::: Trecho da página
Estavam pensando em um público latino, ou seja, migrantes de língua espanhola que moram nos Estados Unidos?

Quando migrei para os Estados Unidos, há mais de 20 anos, de alguma forma deixei de ser colombiana e me tornei latino-americana. Eu não tinha mais muitos amigos colombianos, eles vinham de todos os lugares – Chile, Argentina, Venezuela, Porto Rico – e também latinos nascidos aqui. Um novo horizonte se abriu para mim, porque essa explosão de culturas nos Estados Unidos faz você perceber que não sabia tanto quanto pensava sobre a América Latina. A ideia não era criar conteúdo apenas para os migrantes, mas o fato de morar aqui instigava essa ideia; porque, no fundo, consideramos os Estados Unidos um país latino-americano que está repleto de pessoas que falam espanhol. 

Desde o início, queríamos que nossas histórias tivessem um apelo universal para que todos pudessem se relacionar com elas de alguma forma. Elas não são muito midiáticas ou locais demais, mas são interessantes o suficiente para que um ouvinte do Bronx, em Nova York, se interesse por uma história do Chile; ou para que alguém da Colômbia siga uma história da Guatemala.

Por que vocês escolheram o formato de podcast e não de rádio?

Quando começamos, éramos ouvintes de rádio, mas não sabíamos como essa indústria funcionava. Começamos a procurar financiamento para nosso projeto aqui nos Estados Unidos e percebemos que não havia espaço e ninguém nos daria meios criar para outra estação de rádio ao vivo. Imediatamente, vimos que o futuro era digital, e percebemos que, se a Radio Ambulante fosse encontrar um público, seria em mídia digital.

Como vocês interagem com seus ouvintes?

Hoje em dia, é impossível ignorar seu público. O mundo digital oferece meios de interação constante, que não são tão fáceis de encontrar no ar. De fato, para nós, mais do que um público, o consideramos uma comunidade de ouvintes que nos escutam, contam aos seus amigos sobre nós e fazem seus comentários positivos ou negativos. Os ouvintes se sentem empoderados, e também podem ser bastante exigentes. Eles nos pedem coisas e, às vezes, apontam nossos erros – temos uma linha muito direta com eles.
::::::
::: Material
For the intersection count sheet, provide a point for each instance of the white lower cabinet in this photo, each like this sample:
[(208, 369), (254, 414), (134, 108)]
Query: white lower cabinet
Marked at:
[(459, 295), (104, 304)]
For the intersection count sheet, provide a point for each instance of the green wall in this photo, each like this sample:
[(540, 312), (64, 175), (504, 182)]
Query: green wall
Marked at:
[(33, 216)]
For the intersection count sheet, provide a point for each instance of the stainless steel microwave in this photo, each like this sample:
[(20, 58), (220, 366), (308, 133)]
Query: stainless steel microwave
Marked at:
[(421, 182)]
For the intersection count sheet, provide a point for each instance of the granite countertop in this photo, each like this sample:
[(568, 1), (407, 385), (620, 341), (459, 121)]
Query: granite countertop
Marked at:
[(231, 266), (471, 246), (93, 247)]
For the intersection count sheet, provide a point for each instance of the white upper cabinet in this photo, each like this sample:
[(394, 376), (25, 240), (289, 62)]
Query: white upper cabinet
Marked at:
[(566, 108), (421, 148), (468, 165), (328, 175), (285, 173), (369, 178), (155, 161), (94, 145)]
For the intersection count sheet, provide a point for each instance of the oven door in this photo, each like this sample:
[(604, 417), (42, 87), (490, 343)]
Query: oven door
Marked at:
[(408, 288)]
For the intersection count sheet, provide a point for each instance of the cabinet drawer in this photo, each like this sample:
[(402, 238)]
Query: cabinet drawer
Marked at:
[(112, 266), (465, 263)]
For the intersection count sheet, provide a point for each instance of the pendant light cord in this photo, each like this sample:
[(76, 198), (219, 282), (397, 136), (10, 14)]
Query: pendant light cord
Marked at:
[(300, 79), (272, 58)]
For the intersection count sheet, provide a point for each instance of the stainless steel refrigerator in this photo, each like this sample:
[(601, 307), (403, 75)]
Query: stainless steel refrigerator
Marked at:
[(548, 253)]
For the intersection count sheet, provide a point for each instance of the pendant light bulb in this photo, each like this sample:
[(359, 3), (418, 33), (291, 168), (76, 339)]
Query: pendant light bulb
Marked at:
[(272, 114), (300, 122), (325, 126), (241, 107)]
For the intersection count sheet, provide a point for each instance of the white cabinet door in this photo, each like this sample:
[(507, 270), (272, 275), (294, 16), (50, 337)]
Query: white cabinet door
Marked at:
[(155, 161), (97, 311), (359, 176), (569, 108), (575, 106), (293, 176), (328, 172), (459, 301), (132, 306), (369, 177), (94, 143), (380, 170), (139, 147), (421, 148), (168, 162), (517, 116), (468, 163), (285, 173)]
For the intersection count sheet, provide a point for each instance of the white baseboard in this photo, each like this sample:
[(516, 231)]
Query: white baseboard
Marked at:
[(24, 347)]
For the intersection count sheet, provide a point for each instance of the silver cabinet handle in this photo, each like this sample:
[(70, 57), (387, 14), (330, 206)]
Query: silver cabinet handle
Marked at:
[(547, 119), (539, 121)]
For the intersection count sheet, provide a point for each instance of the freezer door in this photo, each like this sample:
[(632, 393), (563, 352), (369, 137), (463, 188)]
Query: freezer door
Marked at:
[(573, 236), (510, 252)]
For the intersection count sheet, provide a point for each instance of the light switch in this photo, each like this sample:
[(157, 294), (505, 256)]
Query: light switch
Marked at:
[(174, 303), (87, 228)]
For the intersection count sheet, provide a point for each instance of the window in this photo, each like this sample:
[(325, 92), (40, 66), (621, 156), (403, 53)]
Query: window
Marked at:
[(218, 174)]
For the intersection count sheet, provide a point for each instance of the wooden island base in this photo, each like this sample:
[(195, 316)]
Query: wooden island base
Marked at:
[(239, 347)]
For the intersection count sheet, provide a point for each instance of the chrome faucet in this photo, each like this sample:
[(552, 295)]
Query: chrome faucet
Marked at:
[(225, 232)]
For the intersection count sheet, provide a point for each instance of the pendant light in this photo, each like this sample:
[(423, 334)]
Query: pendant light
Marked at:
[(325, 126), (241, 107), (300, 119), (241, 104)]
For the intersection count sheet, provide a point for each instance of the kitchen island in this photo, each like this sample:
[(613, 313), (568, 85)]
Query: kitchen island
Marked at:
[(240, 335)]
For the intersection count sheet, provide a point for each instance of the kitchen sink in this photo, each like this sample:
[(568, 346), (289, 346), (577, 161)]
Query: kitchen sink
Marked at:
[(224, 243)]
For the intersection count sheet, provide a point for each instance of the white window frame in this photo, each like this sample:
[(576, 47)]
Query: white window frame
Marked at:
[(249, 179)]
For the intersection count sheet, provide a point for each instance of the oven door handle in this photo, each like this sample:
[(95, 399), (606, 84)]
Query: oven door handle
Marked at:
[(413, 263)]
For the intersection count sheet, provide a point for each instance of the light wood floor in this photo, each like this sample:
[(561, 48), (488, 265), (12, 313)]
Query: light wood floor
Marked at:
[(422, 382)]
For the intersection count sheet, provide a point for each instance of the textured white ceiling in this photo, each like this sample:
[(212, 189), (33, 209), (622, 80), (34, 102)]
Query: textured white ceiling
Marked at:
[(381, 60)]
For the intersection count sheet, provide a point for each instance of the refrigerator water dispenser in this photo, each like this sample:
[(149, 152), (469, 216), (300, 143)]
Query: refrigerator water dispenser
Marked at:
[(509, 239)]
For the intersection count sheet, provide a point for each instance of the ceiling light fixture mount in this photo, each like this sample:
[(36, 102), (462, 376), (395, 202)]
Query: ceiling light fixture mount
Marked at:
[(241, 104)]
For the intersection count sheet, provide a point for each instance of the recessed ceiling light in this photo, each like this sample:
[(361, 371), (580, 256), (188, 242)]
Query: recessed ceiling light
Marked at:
::::::
Dê continuidade à entrevista sobre o podcast Radio Ambulante, começando logo depois da última frase.

## Resposta
Há cerca de três anos, contratamos como editor o jornalista colombiano, Jorge Caraballo, para fortalecer o relacionamento do programa com sua comunidade de ouvintes. Neste sentido, abrimos outros canais de comunicação, como um grupo de WhatsApp para os ouvintes mais entusiasmados. Isso nos permitiu fortalecer nosso boletim e criar uma comunicação ainda mais direta com os ouvintes. Além disso, recentemente, lançamos os Listening Clubs, semelhante aos clubes do livro, mas para podcasts, onde as pessoas se reúnem para ouvir uma de nossas histórias e depois comentá-las.

Qual é seu modelo de negócios, e como o mantêm?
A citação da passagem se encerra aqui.